● **DIRECTIVE**:
Reproduce the lines without any change, beginning with the first line and continuing through the line that contains "[1190,379,1333,501]", with that line included.

● **DATA ROWS**:
☆ ☆ ☆ ☆

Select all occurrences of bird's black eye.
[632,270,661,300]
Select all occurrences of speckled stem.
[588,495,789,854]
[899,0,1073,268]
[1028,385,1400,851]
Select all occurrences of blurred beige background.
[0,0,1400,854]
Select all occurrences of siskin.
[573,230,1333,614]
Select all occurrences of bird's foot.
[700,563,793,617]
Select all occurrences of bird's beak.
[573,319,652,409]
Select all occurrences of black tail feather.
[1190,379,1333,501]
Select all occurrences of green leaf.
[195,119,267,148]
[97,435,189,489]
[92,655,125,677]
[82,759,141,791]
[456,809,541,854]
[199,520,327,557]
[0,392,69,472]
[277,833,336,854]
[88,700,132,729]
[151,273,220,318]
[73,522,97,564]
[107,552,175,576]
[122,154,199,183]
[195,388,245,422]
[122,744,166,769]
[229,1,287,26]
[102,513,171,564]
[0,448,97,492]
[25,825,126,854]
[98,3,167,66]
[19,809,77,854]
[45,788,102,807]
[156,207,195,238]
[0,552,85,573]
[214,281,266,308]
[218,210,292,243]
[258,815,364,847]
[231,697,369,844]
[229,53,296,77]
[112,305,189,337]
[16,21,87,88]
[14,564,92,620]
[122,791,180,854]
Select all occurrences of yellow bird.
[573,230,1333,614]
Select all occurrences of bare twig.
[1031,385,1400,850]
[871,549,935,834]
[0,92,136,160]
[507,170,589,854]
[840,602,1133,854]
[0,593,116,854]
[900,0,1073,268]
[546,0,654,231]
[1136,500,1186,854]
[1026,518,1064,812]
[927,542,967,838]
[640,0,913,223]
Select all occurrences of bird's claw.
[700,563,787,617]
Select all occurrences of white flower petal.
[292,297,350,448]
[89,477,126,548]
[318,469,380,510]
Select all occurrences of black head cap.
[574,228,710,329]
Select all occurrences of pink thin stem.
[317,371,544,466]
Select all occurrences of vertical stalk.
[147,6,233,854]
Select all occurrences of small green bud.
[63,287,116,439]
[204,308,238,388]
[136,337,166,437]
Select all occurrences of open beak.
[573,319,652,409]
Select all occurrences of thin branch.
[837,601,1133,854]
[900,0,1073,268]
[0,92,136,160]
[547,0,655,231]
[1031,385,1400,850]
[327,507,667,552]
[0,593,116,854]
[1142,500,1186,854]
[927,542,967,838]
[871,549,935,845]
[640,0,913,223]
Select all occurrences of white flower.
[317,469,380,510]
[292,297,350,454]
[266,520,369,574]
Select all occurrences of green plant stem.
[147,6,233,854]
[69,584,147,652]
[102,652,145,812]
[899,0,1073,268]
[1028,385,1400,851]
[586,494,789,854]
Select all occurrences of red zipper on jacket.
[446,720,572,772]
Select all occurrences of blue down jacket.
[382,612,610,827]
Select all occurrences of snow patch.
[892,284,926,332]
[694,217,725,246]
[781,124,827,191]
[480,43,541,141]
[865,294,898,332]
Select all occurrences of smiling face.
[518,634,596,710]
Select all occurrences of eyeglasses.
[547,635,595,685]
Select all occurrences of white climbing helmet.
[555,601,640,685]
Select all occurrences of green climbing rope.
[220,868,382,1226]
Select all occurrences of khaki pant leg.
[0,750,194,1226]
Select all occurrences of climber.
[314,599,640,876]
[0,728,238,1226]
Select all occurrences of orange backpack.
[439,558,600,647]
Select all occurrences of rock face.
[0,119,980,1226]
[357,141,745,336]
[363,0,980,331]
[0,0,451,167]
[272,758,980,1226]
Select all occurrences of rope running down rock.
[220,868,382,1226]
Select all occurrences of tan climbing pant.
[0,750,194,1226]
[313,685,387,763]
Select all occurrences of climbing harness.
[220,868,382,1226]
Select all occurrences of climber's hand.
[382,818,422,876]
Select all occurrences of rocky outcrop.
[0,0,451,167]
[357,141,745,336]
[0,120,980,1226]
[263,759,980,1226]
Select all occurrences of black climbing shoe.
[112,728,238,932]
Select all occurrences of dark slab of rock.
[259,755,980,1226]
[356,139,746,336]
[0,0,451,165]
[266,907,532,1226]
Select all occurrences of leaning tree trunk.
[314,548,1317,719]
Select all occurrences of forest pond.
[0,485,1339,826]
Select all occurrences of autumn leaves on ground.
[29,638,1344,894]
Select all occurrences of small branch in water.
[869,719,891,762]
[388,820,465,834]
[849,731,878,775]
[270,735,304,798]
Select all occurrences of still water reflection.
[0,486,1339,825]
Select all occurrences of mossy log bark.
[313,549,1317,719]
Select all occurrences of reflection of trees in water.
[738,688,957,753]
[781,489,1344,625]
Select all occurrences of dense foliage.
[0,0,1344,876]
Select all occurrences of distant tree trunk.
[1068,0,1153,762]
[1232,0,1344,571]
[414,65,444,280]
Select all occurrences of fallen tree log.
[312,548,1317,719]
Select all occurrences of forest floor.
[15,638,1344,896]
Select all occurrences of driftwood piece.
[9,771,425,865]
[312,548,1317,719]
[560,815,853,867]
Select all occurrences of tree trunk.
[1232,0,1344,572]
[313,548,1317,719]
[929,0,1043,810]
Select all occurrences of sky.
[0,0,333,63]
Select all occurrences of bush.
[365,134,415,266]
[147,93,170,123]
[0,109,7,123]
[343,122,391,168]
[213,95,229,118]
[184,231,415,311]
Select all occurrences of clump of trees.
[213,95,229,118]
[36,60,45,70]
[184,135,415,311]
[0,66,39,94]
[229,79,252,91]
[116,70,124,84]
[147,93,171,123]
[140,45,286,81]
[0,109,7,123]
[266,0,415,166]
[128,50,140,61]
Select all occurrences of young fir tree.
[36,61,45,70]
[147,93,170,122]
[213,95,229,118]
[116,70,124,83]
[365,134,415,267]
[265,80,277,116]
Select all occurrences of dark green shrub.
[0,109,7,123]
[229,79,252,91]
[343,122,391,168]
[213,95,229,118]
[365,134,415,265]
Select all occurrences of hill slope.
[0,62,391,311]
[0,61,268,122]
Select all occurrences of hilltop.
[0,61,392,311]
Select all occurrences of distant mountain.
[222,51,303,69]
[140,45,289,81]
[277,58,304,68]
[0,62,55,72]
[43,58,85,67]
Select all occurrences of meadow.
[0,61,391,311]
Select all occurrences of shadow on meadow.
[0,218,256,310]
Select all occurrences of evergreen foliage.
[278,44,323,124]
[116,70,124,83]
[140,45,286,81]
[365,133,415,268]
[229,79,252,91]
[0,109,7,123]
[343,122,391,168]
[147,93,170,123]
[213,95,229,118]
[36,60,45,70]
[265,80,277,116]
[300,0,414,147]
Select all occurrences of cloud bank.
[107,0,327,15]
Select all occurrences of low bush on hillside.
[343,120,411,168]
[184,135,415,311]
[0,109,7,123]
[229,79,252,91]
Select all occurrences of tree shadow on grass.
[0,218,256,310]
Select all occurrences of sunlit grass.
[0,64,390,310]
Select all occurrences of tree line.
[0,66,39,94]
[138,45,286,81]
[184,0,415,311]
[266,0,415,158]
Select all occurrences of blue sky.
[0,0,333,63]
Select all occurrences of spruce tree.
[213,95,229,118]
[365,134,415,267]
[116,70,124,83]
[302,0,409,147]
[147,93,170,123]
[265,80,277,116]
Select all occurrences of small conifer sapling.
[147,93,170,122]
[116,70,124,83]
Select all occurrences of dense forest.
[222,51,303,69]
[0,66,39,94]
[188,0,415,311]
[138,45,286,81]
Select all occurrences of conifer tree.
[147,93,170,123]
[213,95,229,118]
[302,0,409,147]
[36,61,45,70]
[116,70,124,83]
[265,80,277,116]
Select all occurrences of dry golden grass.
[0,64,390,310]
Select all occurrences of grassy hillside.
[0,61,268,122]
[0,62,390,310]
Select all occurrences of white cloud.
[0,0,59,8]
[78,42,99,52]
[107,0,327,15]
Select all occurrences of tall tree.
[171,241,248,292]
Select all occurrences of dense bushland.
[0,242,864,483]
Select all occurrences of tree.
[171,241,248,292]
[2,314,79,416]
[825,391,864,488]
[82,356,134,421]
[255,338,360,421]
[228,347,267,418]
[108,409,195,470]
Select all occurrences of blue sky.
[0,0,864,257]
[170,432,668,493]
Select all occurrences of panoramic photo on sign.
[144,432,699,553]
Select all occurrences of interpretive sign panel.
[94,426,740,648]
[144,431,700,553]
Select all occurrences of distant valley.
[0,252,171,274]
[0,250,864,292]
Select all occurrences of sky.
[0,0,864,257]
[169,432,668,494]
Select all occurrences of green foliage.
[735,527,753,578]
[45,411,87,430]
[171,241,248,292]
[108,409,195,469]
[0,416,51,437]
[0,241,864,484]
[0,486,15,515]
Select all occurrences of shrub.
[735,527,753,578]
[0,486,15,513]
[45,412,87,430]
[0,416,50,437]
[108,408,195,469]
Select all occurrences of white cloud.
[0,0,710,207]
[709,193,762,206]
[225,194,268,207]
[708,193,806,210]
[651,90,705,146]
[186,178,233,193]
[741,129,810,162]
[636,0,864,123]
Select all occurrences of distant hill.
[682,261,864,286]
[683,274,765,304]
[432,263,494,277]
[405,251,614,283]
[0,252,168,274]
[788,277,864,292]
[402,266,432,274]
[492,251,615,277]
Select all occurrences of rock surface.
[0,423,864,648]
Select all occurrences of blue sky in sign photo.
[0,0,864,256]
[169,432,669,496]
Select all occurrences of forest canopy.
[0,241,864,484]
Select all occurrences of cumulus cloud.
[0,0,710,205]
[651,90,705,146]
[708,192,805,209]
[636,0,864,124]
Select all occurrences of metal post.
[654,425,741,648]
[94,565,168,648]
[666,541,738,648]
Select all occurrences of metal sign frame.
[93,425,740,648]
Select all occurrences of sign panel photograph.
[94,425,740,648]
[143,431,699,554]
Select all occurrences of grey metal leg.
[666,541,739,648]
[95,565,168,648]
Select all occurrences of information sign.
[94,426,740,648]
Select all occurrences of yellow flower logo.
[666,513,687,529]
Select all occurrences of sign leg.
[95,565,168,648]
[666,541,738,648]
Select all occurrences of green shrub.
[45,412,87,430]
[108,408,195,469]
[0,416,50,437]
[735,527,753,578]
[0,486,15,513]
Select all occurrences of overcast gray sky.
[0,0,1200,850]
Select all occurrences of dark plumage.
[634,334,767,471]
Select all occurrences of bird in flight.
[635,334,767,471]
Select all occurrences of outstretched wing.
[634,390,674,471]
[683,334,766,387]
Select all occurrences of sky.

☆ ☆ ☆ ☆

● **SOLUTION BELOW**:
Select all occurrences of bird's black eye.
[632,270,661,300]
Select all occurrences of speckled stem.
[588,495,789,854]
[899,0,1073,268]
[1028,385,1400,851]
Select all occurrences of blurred beige background.
[0,0,1400,854]
Select all occurrences of siskin.
[573,230,1333,614]
Select all occurrences of bird's foot.
[700,563,793,617]
Select all occurrences of bird's beak.
[573,319,652,409]
Select all occurrences of black tail feather.
[1190,379,1333,501]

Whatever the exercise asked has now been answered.